▶ [TEXT BLOCK]:
================
The board of directors’ proposals

8. b) Disposition of the company’s result

The board of directors proposes a dividend to the shareholders corresponding to 0.90 SEK per share and that the remaining profits are carried forward. The proposed record day for the right to receive dividend is Wednesday 17 May 2017. If the AGM resolves in accordance with the proposal, the dividend is expected to be paid out via Euroclear Sweden AB on Monday 22 May 2017.

14. Guidelines for remuneration to senior management

”Senior Management” refers to the CEO, CIO and CFO. The company shall offer a total remuneration in line with market conditions which will enable the company to recruit and retain the most suitable executives. The remuneration to the CEO, CIO and CFO shall consist of fixed and variable salary, pension and insurance benefits as well as other customary benefits subject to approval by the board of directors. The board of directors decides in its discretion according to certain key performance indicators, based on the Senior Management’s performances, whether or not they shall receive any variable salary. The Senior Management may receive variable salary corresponding to maximum 50 percent of the fixed salary. The Senior Management have individual premium-based pension plans, pursuant to which the company pays premiums corresponding to 10 percent of their respective fixed salaries up to ten Swedish income base amounts and premiums corresponding to 20 percent of the fixed salaries on the portion of the fixed salaries that exceeds ten Swedish income base amounts. These guidelines shall apply to the current employment agreements and to employment agreements entered into after a decision is taken by the general meeting in respect of these guidelines. The board of directors shall have the right to deviate from the principles adopted by the AGM if special reasons are at hand in an individual case.

15. Resolution on a) reduction of the share capital by way of cancellation of own shares, b) increase of the share capital by way of bonus issue, and c) reduction of the share capital by way of cancellation of own shares

a) Reduction of the share capital by way of cancellation of own shares

The board of directors proposes that the AGM resolves to reduce the share capital by way of cancellation of own shares. The purpose of the reduction is allocation to unrestricted shareholders’ equity to be used as decided by the AGM in accordance with item b) below. The reduction of the share capital shall be made by cancellation of those own shares that are held by the company approximately three weeks prior to the AGM. The reduction of the share capital may be made with a total of no more than EUR 171,000 by way of cancellation of a total of no more than 1,200,000 shares. The exact reduction amount and the exact number of shares proposed to be cancelled will be presented in the complete proposal, which will be held available no later than three weeks prior to the AGM.
================
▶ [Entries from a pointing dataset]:

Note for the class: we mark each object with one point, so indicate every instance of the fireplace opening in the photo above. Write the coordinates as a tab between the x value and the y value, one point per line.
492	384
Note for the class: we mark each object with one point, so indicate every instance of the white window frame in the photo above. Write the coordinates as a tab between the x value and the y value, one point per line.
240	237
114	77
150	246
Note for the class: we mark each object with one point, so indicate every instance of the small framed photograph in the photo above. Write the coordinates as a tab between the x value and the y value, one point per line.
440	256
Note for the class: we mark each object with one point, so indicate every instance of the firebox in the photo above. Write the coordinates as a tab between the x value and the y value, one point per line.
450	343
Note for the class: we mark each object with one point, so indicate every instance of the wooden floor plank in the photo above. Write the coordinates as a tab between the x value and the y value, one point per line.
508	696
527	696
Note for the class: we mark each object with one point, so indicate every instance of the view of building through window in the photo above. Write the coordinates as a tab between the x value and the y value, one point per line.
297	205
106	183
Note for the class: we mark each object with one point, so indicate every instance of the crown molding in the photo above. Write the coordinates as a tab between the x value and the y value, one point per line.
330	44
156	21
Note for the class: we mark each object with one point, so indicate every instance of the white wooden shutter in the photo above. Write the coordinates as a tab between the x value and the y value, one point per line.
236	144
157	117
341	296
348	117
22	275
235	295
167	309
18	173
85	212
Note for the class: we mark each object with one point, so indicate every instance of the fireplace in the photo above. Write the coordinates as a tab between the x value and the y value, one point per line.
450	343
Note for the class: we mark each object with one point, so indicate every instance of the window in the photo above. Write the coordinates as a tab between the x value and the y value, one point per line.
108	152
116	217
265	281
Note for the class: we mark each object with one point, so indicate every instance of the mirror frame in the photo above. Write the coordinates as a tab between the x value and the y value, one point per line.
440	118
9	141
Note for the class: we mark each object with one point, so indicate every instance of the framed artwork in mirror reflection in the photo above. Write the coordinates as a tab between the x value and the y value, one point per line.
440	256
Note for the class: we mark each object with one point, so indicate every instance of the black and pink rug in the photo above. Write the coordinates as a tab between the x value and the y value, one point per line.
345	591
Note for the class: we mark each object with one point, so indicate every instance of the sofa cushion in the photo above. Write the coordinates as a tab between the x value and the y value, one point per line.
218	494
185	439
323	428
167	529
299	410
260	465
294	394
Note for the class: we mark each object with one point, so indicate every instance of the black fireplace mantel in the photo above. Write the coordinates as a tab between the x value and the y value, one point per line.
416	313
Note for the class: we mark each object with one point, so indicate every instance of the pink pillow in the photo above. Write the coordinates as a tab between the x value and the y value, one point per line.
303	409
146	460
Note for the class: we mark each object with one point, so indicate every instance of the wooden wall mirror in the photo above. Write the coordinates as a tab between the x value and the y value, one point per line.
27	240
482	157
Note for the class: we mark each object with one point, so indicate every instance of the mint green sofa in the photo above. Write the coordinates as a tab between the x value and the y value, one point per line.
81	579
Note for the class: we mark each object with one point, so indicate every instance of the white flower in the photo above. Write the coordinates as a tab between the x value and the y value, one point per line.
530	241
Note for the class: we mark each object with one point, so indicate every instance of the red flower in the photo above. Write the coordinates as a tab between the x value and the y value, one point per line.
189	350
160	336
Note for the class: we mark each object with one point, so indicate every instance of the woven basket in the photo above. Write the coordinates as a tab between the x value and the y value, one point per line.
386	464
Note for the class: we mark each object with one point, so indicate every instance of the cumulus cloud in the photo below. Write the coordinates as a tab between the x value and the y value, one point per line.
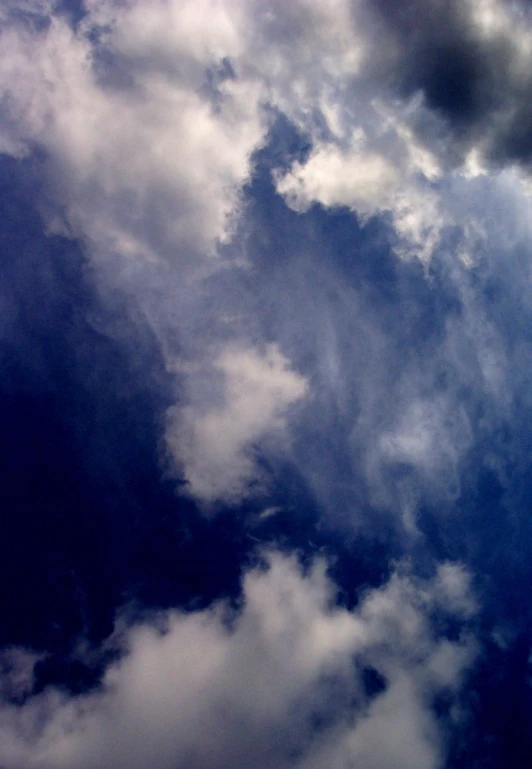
150	118
213	688
215	444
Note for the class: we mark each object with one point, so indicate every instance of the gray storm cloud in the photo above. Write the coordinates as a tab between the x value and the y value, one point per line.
212	689
150	117
359	314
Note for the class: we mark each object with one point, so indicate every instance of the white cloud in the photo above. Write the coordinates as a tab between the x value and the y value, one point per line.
211	689
215	443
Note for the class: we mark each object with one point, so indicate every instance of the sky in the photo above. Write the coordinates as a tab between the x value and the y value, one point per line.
265	384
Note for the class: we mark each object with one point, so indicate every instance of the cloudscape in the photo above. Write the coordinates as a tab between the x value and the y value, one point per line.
266	384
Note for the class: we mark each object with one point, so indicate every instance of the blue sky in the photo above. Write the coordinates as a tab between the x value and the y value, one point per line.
265	365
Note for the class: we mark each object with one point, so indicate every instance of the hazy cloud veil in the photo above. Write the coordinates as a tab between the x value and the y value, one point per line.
266	370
================
▶ [TASK STATEMENT]:
Continue the board of directors' proposals text from the point where it stops, before the records.

▶ [ANSWER TO THE TASK]:
The resolution to reduce the share capital under this item a) may be effectuated without obtaining an authorization from the Swedish Companies Registration Office or, in disputed cases, a court of general jurisdiction as the company simultaneously effectuates a bonus issues as set out under item b) below, with an amount corresponding to no less than the amount the share capital is being reduced with as set out above. Combined, these measures entail that neither the company’s restricted equity nor its share capital is reduced.

b) Increase of the share capital by way of bonus issue

With the purpose of restoring the share capital after the proposed reduction of the share capital as set out under item a) above, the board of directors proposes that the AGM simultaneously resolves to increase the share capital by way of a bonus issue with an amount not less than the amount corresponding to the amount the share capital is reduced with by way of cancellation of shares as set out under item a) above. The bonus issue shall be carried out with the amount being transferred from unrestricted equity without the issuance of new shares. The exact amount of the increase will be presented in the complete proposal, which will be held available no later than three weeks prior to the AGM.

c) Reduction of the share capital by way of cancellation of own shares

The board of directors proposes that the AGM resolves to reduce the share capital by way of cancellation of own shares. The purpose of the reduction is allocation to unrestricted equity. The reduction of the share capital shall be made by cancellation of those own shares that are held by the company at the date of the notification of the decision to the Swedish Companies Registration Office. The maximum reduction amount and the maximum number of shares to be cancelled will be presented in the complete proposal, which will be held available no later than three weeks prior to the AGM.

Under the Swedish Companies Act, the decision on reduction may only be effectuated following registration of the decision with the Swedish Companies Office and after authorization from the Swedish Companies Office has been obtained. The board of directors shall report the decision for registration in the Companies Register within four months from the decision on the reduction of the share capital.

Resolutions by the AGM in accordance with item 15 a) and b) above shall be adopted as a joint decision. Resolutions in accordance with item 15 a) – c) above require that shareholders representing no less than two thirds of the votes cast as well as the shares represented at the AGM approve the resolution. The board of directors further proposes that the AGM authorizes the board of directors to make such minor adjustments to the above resolutions as may be required to register the resolutions with the Swedish Companies Registration Office or Euroclear Sweden AB and to take the measures required to execute the resolutions.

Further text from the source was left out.